= EXERCISE AIM =
Below are some entries. Repeat exactly the lines from the one with "[(198, 123), (65, 150)]" through the one with "[(110, 8), (15, 87), (170, 70)]", and only those.

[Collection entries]

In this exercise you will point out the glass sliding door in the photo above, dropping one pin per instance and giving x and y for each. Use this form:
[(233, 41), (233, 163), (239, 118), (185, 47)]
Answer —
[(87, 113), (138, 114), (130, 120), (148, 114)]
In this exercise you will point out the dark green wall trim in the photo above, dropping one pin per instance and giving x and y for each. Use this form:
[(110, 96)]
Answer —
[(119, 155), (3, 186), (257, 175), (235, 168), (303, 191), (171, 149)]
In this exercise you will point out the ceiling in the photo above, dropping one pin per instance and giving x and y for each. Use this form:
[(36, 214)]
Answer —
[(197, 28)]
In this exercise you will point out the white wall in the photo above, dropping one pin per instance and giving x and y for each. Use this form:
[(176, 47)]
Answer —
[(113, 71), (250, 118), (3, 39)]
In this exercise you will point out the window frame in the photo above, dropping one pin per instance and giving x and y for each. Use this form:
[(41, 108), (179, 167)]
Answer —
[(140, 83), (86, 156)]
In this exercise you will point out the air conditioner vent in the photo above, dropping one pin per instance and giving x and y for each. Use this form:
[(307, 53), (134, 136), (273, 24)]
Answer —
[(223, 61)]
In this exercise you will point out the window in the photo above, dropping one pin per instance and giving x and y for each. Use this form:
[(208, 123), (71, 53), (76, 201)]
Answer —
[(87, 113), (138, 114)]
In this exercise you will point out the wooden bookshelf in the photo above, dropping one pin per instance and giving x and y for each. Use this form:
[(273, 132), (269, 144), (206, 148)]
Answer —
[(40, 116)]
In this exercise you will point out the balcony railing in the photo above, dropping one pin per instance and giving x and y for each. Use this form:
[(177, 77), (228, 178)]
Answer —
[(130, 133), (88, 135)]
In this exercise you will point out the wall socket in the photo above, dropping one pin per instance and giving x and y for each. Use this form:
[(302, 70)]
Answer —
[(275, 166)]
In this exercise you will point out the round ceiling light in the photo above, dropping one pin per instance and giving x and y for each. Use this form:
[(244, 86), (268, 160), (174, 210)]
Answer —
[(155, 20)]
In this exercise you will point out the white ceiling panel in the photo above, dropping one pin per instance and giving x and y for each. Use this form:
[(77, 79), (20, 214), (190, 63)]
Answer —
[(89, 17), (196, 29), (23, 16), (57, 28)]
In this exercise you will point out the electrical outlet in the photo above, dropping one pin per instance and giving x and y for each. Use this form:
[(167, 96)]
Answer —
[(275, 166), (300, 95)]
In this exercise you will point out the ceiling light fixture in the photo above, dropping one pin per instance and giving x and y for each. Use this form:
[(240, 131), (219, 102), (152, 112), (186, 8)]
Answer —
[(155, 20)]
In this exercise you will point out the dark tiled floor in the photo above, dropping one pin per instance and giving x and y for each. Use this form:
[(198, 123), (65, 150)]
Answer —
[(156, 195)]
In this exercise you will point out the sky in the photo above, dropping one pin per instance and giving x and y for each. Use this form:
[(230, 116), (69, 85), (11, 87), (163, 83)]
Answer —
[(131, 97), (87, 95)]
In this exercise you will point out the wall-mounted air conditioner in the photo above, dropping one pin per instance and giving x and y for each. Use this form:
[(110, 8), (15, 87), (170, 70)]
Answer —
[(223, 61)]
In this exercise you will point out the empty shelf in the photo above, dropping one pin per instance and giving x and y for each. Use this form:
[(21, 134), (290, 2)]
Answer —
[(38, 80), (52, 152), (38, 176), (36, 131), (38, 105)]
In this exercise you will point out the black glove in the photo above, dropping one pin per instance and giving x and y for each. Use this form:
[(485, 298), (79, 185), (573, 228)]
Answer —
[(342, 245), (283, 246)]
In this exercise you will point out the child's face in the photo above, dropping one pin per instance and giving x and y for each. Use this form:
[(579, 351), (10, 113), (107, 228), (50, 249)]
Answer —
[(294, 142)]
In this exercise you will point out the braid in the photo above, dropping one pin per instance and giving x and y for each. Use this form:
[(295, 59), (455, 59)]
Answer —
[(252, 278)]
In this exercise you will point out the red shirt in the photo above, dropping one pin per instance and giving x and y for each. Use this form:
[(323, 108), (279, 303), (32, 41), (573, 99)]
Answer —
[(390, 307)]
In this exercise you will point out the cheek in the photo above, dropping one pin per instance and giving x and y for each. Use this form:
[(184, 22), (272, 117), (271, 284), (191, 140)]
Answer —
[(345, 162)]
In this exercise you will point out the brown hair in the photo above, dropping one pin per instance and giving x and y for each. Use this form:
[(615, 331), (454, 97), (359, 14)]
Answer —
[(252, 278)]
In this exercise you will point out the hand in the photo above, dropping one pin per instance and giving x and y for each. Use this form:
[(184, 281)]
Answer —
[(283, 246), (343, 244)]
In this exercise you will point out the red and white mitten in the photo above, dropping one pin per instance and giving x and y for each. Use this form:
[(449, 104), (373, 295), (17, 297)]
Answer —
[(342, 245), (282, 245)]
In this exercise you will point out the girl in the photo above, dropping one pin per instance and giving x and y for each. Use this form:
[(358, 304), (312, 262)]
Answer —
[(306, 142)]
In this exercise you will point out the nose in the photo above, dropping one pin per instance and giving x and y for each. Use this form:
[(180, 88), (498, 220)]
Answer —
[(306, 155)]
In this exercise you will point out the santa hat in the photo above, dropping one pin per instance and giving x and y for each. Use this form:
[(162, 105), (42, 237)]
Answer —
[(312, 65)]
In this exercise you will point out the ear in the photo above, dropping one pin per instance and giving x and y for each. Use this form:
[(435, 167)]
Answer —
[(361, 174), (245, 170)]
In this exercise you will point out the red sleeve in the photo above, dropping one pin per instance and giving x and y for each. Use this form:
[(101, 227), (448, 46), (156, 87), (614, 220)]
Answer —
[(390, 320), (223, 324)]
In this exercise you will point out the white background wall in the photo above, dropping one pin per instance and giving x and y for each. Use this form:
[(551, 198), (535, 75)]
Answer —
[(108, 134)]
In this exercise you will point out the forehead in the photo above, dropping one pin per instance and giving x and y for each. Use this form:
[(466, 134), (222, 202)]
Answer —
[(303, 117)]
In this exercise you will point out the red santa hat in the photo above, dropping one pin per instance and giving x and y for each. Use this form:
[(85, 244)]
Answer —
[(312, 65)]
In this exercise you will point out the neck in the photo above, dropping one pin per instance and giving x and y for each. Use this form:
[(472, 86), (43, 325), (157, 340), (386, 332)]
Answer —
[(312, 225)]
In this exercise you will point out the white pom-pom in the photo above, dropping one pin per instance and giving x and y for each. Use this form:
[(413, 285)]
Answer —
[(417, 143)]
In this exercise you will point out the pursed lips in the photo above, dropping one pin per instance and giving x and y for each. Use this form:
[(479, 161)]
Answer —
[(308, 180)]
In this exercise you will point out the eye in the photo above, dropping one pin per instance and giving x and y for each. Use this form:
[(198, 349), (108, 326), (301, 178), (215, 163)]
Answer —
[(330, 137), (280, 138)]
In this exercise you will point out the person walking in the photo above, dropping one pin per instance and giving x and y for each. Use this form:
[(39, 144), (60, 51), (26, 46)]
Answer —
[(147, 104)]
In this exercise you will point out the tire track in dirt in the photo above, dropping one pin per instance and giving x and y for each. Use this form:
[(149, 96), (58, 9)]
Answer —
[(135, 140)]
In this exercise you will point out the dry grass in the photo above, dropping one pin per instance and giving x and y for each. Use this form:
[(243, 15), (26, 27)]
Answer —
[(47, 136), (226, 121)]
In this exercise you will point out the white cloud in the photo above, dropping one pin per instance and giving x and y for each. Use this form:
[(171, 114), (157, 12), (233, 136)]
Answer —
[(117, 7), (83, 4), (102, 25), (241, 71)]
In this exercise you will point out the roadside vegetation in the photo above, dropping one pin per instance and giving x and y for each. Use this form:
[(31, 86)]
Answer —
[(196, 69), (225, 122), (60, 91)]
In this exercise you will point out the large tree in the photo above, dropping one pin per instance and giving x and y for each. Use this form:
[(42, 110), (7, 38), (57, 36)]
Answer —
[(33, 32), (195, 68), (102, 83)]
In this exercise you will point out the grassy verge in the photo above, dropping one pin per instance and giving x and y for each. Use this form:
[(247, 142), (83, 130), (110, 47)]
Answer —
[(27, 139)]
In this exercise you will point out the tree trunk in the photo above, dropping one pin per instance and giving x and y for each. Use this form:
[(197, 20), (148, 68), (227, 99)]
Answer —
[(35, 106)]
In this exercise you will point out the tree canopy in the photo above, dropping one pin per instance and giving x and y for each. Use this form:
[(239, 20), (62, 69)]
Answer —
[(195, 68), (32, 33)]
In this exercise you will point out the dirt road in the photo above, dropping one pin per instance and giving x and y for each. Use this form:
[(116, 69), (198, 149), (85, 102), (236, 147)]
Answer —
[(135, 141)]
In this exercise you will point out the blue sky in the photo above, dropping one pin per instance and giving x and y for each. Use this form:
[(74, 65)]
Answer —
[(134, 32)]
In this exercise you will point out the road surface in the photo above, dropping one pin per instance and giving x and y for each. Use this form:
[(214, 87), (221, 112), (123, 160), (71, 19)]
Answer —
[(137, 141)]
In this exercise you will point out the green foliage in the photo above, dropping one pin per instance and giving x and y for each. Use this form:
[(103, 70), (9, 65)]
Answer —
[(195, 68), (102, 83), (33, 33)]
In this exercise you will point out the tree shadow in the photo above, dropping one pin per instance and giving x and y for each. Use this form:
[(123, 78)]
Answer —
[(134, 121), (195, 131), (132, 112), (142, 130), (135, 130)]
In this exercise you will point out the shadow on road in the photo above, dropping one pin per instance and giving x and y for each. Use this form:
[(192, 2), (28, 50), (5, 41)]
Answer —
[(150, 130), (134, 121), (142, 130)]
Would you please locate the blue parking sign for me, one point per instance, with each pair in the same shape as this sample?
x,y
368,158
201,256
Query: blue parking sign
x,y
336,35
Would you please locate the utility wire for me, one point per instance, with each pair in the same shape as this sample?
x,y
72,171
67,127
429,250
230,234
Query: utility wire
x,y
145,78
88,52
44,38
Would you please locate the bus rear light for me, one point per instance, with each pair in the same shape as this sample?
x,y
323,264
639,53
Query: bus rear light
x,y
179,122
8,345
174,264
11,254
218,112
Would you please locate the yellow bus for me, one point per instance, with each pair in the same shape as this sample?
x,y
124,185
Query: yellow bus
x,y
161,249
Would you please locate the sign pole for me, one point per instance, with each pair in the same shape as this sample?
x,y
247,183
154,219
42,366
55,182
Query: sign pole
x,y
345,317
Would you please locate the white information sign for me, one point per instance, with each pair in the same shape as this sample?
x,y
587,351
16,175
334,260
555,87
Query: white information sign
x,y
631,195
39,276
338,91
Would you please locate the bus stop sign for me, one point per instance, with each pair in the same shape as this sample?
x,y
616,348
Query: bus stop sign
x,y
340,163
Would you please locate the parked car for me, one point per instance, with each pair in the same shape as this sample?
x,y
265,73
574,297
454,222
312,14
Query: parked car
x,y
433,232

= THE COMPLETED TASK =
[(198, 123), (65, 150)]
Answer —
[(156, 195)]
In this exercise you will point out the sky in the photo above, dropping one pin per instance and giving x and y for each. Use this form:
[(230, 116), (69, 85), (11, 87), (163, 83)]
Answer —
[(131, 97), (87, 95)]
In this exercise you will point out the wall-mounted air conditioner in the photo above, dropping one pin per instance and giving x and y for each. Use this form:
[(110, 8), (15, 87), (170, 70)]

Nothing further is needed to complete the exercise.